# SHORT EXERCISE
Collect every line below that contains the string "background" and copy each one in full. The match is case-sensitive.
■ ■ ■ ■ ■ ■ ■
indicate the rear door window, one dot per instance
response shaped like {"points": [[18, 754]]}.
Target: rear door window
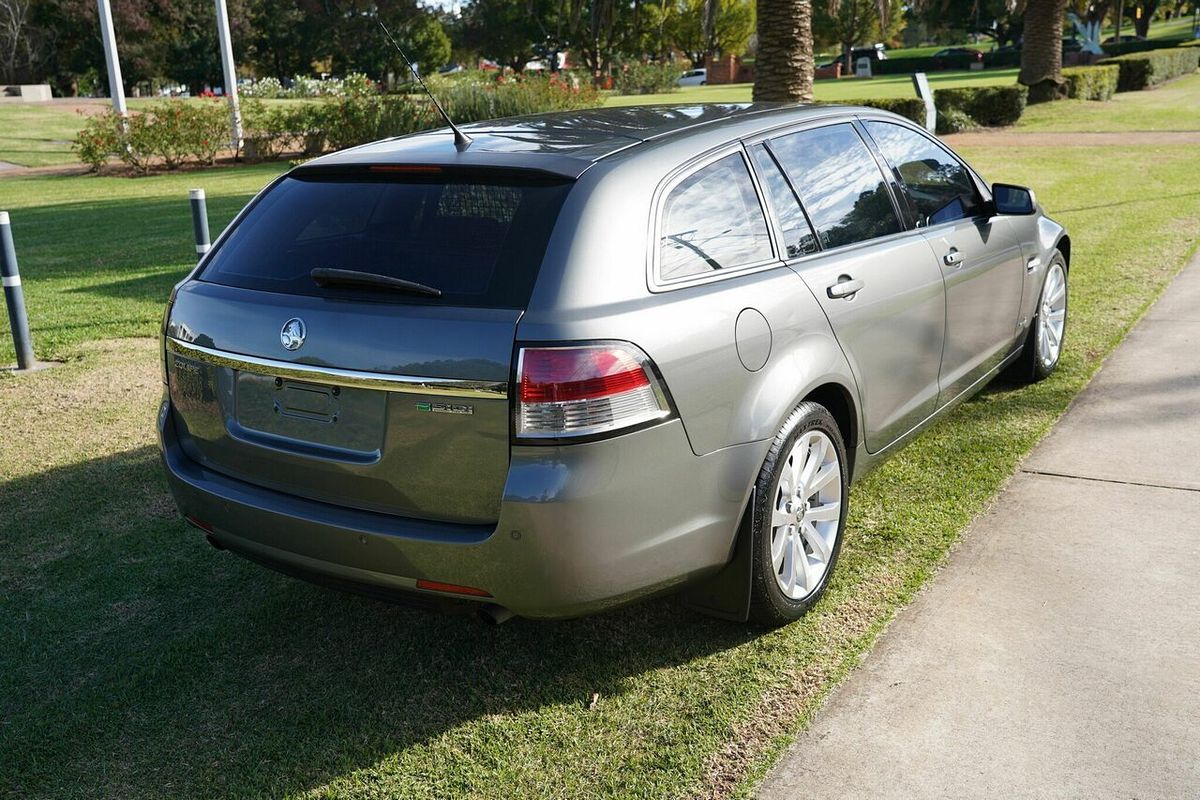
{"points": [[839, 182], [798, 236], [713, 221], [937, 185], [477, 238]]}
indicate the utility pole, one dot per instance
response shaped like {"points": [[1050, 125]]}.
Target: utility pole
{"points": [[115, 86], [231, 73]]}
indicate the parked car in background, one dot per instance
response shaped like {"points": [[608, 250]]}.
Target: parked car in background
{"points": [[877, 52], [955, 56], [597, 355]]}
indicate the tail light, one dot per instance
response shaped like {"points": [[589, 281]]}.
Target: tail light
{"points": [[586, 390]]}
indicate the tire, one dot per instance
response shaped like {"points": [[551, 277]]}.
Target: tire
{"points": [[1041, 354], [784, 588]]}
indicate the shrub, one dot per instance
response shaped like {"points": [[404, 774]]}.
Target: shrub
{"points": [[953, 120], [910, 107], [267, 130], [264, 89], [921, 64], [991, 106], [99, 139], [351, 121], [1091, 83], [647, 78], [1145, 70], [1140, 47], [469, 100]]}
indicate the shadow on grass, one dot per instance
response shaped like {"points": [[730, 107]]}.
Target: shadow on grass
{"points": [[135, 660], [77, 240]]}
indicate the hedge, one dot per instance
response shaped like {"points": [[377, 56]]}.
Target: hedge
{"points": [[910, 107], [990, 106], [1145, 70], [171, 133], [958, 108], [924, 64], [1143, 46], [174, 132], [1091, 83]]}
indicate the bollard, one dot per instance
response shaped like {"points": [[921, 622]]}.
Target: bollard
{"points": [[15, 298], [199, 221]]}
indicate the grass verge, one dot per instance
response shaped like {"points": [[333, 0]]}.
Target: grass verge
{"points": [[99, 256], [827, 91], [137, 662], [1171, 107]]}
■ ■ ■ ■ ■ ■ ■
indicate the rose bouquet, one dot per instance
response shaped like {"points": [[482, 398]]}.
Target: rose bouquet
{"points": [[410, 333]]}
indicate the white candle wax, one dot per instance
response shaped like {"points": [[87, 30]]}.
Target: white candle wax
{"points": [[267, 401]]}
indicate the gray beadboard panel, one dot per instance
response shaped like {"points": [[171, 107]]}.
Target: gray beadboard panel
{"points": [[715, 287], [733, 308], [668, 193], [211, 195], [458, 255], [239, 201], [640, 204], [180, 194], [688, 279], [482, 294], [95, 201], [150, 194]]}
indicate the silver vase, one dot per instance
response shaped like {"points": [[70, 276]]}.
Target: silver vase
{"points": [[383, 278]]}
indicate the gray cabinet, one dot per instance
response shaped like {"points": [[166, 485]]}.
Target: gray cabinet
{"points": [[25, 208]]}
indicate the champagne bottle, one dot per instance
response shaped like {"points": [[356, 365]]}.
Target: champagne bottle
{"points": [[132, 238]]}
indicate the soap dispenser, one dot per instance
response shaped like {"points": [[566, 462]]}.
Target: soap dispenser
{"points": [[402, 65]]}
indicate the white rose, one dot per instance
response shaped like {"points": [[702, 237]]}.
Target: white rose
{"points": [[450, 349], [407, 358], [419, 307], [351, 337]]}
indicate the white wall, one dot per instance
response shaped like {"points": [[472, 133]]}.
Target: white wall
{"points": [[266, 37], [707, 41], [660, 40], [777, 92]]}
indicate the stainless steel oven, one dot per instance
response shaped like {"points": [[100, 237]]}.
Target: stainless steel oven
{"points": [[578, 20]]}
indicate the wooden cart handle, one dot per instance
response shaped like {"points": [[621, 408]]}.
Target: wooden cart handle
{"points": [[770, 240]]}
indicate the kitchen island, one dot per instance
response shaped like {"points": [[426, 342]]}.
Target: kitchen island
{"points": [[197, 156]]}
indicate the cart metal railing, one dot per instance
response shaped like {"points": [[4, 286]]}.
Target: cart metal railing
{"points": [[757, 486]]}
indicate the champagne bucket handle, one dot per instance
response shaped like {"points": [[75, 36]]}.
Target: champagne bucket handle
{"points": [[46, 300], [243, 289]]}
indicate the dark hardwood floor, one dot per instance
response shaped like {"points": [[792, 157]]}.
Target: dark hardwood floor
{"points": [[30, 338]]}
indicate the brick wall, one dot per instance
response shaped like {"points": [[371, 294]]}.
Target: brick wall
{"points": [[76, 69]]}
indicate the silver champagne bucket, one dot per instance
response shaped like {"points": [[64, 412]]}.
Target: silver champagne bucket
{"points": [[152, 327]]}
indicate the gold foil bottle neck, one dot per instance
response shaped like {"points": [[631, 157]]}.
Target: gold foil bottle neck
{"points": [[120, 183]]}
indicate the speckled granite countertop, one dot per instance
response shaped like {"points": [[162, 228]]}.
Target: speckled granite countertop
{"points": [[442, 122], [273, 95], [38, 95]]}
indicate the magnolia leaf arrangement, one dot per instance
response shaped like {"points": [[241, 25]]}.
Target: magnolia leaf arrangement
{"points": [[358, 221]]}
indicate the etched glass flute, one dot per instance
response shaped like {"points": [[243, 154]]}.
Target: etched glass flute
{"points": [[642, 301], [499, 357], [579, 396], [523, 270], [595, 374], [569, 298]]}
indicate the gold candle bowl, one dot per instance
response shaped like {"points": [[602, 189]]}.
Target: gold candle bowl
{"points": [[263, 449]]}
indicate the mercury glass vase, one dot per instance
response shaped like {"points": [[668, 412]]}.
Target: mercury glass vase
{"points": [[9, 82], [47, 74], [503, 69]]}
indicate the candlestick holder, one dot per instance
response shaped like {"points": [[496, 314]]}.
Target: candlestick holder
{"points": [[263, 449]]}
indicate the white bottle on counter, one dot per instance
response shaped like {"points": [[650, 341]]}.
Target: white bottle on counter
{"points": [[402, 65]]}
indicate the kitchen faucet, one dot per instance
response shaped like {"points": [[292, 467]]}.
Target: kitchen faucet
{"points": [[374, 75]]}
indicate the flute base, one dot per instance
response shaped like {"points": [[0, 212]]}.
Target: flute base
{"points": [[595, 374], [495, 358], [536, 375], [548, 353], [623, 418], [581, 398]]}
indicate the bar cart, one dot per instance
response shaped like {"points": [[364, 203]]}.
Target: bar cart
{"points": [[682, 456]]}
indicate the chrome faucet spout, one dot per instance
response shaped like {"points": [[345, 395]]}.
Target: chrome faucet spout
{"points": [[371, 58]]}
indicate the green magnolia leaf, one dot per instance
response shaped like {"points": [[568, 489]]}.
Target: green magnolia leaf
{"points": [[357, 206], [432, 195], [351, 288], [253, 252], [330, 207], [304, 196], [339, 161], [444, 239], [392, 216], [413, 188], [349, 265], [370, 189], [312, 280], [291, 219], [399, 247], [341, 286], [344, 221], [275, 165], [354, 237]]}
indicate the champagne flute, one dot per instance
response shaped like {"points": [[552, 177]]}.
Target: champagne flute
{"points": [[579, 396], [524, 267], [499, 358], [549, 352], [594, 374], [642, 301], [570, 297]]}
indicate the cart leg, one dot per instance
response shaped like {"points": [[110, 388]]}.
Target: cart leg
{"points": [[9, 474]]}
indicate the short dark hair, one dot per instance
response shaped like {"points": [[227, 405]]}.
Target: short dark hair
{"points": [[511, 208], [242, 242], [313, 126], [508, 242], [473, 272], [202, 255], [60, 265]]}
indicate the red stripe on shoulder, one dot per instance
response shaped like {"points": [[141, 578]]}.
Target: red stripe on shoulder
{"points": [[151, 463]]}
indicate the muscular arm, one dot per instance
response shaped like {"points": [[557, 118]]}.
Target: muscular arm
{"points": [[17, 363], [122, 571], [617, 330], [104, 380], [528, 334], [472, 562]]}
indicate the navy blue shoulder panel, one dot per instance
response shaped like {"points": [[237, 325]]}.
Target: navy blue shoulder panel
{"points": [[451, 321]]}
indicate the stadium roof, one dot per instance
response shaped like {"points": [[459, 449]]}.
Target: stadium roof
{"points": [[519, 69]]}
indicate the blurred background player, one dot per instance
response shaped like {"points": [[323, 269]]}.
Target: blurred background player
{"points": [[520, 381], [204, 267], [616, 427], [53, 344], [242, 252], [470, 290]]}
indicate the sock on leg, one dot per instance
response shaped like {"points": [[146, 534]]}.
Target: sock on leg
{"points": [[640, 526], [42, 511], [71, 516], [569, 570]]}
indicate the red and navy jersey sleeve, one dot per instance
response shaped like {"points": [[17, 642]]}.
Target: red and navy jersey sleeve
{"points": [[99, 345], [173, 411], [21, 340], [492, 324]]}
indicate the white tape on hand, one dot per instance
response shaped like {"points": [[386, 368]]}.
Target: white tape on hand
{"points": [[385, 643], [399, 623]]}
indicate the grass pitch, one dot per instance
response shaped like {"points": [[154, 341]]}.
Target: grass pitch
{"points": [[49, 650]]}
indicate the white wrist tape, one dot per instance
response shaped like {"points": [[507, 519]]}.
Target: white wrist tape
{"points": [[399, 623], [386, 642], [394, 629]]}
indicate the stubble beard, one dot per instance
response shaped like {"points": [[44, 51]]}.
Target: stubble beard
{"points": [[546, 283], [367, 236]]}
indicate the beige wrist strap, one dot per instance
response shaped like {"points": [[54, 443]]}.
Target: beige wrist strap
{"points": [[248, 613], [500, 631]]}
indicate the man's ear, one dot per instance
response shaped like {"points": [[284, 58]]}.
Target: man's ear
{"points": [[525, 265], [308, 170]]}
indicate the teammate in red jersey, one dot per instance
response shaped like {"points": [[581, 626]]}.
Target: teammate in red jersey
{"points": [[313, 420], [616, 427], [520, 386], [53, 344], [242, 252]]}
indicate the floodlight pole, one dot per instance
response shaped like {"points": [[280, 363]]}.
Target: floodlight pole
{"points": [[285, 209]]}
■ ■ ■ ■ ■ ■ ■
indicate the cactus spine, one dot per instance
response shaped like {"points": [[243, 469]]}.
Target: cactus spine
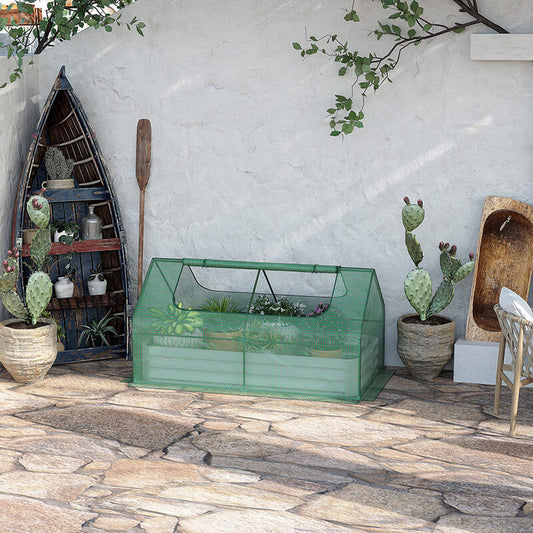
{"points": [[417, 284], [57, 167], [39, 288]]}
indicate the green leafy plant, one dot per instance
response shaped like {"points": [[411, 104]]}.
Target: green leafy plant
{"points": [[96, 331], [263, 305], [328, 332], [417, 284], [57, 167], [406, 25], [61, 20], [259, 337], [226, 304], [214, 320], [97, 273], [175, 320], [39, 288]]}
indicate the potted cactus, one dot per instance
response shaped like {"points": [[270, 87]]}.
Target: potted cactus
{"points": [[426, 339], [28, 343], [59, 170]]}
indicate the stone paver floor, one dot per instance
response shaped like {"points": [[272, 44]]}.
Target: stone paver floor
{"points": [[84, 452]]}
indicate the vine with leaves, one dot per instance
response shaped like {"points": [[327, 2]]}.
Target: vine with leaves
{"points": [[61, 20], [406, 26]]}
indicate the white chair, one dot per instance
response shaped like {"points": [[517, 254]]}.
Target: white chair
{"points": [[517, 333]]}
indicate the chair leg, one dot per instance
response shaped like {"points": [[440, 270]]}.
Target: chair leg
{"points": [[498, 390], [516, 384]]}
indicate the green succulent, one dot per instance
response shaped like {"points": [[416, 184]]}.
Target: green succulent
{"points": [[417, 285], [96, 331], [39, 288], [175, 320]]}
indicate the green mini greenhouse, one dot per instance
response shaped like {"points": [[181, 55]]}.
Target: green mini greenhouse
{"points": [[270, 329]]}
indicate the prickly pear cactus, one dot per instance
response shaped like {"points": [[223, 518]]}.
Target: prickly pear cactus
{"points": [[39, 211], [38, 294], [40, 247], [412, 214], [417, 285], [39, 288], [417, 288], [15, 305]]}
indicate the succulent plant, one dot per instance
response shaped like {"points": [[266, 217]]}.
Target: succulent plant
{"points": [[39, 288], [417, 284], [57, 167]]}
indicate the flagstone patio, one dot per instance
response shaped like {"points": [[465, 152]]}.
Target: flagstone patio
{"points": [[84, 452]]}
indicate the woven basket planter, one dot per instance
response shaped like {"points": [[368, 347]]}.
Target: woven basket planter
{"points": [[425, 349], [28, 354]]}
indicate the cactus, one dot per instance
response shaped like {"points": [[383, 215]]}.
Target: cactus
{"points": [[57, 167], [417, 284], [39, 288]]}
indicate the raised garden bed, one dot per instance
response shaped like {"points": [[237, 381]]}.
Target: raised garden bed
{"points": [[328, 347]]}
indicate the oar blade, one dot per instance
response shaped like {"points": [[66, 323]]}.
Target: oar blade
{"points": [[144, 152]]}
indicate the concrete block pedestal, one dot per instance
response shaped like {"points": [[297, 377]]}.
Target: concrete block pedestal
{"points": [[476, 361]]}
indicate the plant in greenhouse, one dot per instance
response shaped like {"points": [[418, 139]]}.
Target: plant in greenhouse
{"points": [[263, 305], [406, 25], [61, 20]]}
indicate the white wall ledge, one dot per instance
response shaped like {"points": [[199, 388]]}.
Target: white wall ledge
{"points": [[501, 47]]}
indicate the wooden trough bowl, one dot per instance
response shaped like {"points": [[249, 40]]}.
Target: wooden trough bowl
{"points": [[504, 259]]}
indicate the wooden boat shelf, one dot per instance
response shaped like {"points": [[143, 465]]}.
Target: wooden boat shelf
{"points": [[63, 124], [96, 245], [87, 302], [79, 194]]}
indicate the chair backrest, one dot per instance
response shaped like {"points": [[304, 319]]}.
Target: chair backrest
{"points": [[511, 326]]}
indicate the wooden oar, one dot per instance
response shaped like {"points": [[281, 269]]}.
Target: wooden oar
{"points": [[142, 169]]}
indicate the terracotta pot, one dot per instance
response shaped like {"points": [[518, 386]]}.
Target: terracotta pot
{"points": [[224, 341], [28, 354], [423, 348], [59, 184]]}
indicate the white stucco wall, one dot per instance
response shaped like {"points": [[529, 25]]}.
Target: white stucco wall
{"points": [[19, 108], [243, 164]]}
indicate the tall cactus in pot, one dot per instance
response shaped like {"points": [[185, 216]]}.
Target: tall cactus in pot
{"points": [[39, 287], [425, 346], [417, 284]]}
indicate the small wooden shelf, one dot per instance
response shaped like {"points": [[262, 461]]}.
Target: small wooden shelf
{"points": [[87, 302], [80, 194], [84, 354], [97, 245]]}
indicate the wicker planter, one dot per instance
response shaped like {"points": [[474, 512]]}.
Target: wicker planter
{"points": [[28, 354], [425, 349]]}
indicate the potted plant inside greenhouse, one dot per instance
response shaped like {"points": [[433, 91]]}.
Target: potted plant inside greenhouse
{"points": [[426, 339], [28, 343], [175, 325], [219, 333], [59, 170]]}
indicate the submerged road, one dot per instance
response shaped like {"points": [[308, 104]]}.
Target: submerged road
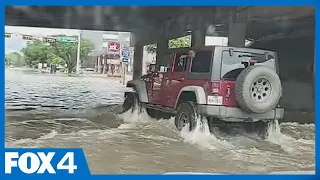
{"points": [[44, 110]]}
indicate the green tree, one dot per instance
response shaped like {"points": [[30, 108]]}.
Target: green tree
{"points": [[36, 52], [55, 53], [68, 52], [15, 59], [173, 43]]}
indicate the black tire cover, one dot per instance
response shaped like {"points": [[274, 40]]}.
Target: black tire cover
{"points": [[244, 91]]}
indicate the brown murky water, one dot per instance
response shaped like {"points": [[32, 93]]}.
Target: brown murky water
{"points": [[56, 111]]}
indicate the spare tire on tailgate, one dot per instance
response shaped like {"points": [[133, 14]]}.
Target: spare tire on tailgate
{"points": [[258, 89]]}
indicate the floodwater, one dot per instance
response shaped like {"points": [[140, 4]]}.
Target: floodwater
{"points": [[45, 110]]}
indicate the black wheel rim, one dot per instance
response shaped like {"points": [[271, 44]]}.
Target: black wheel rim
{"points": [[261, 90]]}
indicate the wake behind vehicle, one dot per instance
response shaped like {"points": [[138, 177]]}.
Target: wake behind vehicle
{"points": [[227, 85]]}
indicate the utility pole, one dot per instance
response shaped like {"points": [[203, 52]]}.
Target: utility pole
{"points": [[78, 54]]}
■ ■ ■ ■ ■ ■ ■
# RESULT OF THIS EXERCISE
indicate the parked car in background, one dot per instance
Target: parked car in background
indicate the blurred background player, one dot per instance
Target: blurred background player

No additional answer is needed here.